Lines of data
==*==

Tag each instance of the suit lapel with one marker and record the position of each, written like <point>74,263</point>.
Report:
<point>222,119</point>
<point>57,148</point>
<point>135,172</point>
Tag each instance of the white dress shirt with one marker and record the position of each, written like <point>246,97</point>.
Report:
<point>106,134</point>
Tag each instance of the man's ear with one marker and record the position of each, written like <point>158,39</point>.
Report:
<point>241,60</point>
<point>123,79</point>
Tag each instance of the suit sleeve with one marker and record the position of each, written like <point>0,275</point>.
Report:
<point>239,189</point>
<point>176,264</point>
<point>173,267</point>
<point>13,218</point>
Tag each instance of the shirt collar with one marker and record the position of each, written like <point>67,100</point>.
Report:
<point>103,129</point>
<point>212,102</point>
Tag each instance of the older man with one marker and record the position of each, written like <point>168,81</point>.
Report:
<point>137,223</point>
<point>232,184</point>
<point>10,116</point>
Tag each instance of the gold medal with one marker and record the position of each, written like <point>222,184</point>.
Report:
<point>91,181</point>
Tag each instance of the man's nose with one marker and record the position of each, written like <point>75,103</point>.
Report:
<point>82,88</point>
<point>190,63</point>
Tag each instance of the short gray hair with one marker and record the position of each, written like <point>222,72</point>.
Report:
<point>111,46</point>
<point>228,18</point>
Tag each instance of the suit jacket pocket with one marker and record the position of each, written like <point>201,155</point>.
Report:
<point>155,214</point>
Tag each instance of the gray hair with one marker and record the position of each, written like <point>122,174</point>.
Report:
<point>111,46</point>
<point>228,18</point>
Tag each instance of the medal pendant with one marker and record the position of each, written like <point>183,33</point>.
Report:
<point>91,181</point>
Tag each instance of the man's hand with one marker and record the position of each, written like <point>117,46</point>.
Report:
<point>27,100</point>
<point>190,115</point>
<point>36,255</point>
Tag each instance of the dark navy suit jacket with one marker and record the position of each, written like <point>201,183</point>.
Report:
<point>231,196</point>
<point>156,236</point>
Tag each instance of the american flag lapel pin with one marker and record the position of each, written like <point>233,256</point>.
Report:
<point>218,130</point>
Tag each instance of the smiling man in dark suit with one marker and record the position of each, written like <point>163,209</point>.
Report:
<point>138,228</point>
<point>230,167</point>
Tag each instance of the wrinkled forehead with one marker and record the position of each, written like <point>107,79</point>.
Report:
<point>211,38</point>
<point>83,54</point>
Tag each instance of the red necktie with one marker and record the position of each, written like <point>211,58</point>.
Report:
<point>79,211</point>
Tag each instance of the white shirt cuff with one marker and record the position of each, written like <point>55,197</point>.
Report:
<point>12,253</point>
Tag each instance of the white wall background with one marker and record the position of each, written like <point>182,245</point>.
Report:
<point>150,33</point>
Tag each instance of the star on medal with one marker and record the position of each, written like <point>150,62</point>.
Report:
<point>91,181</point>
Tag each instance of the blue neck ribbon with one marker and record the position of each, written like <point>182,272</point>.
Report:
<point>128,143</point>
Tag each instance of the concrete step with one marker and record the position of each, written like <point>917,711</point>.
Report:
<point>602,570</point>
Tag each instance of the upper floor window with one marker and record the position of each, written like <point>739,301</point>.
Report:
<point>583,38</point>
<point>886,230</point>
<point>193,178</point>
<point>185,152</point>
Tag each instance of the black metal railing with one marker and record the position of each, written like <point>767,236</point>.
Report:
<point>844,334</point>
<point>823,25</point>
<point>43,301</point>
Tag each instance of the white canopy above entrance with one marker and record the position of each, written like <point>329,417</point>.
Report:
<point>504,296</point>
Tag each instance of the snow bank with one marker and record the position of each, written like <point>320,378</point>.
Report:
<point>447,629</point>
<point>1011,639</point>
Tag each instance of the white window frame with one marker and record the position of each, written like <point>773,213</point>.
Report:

==*==

Instruction — Change each "Report" in all of the items above to "Answer" and write the items out again with nothing else altered.

Written response —
Tag each instance of the suit lapel with one marker and record the position of each, written like <point>74,263</point>.
Answer:
<point>222,119</point>
<point>57,148</point>
<point>135,172</point>
Tag each instance of the white dress shirt with one marker and record the position of each, written like <point>246,97</point>.
Answer:
<point>106,134</point>
Tag each instance of the man's ear with one marker and record the position of each, written like <point>158,39</point>.
Answer:
<point>241,60</point>
<point>123,79</point>
Tag each instance of the suit sleeve with one marker and record the position of each, written like <point>0,275</point>.
Answer:
<point>239,189</point>
<point>176,264</point>
<point>173,267</point>
<point>13,218</point>
Tag each instance of the shirt collar with one marker and record the position of each, written like <point>67,100</point>.
Answer:
<point>103,129</point>
<point>212,102</point>
Tag each instance of the older man with one marker and record the position of each, written like <point>168,81</point>.
Answer:
<point>137,223</point>
<point>232,184</point>
<point>10,116</point>
Tag each instance of the gold medal with one marker and record the position of each, written like <point>222,184</point>.
Answer:
<point>91,181</point>
Tag each instance of the man's nose with one marker and record the position of each, written like <point>75,103</point>.
Answer:
<point>82,88</point>
<point>190,63</point>
Tag each instance of the short gray hair with one marker and record the position of each, written like <point>222,72</point>.
Answer:
<point>111,46</point>
<point>228,18</point>
Tag each instance of the suit jacket pocket with one marker and record the position of each, written like <point>201,155</point>.
Answer:
<point>155,214</point>
Tag each instance of the gray hair with one marker and record the position of each, written like <point>122,174</point>.
Answer:
<point>111,46</point>
<point>228,18</point>
Tag each instance of the medal pendant with one marker and record the position of each, written like <point>183,33</point>.
Answer:
<point>91,181</point>
Tag each instance of the man's hand with one marker and record the position of each, written like <point>117,46</point>.
Answer:
<point>27,100</point>
<point>190,115</point>
<point>36,255</point>
Tag each instance of the dark navy suit jacket with one marker and record the position of each, written like <point>201,183</point>.
Answer:
<point>231,196</point>
<point>156,236</point>
Tag each instance of the american flag lapel pin with one marker and record the position of each, written like <point>233,256</point>.
Answer:
<point>218,130</point>
Tag each instance of the smiling man in dark suit with one marker and record the position of each, written like <point>163,209</point>.
Answer:
<point>138,228</point>
<point>230,167</point>
Tag each instance of the wrinkled forehead with one marker and record the position of each, written like <point>107,79</point>.
Answer:
<point>211,38</point>
<point>83,54</point>
Tag each instance of the red necktie with one marker and record the position of each, written like <point>211,58</point>.
Answer:
<point>79,211</point>
Tag each instance of the white shirt cuff with one marker and record the position of each, written like <point>55,197</point>.
Answer:
<point>12,253</point>
Tag each instance of the white wall background with one marker and record the position of each, written like <point>182,245</point>.
Answer:
<point>150,33</point>
Tag each instance of the star on medal with one marker and record the position of each, written like <point>150,62</point>.
Answer:
<point>91,181</point>
Tag each instance of the blue neck ribbon with one marker and record the position of each, written like <point>182,272</point>.
Answer:
<point>128,143</point>
Tag each instance of the concrete step with one marker and record the position of each, written like <point>917,711</point>.
Answer:
<point>602,570</point>
Tag each instance of the upper floor window with one marker and record the position of each, written like <point>739,301</point>.
Answer:
<point>583,38</point>
<point>886,230</point>
<point>193,178</point>
<point>185,152</point>
Tag each instance of the black metal railing with one marker and record the position of each, written like <point>767,236</point>.
Answer:
<point>844,334</point>
<point>823,25</point>
<point>43,301</point>
Tag each instance of the white canopy above entrance with one marker and record the position of each, written like <point>329,417</point>.
Answer:
<point>504,296</point>
Tag each instance of the snow bank with one marker and record the position of each, written like <point>320,378</point>.
Answer:
<point>447,629</point>
<point>1011,639</point>
Tag each instance of the white window frame with one marker and record the position of each, written like <point>773,213</point>.
Answer:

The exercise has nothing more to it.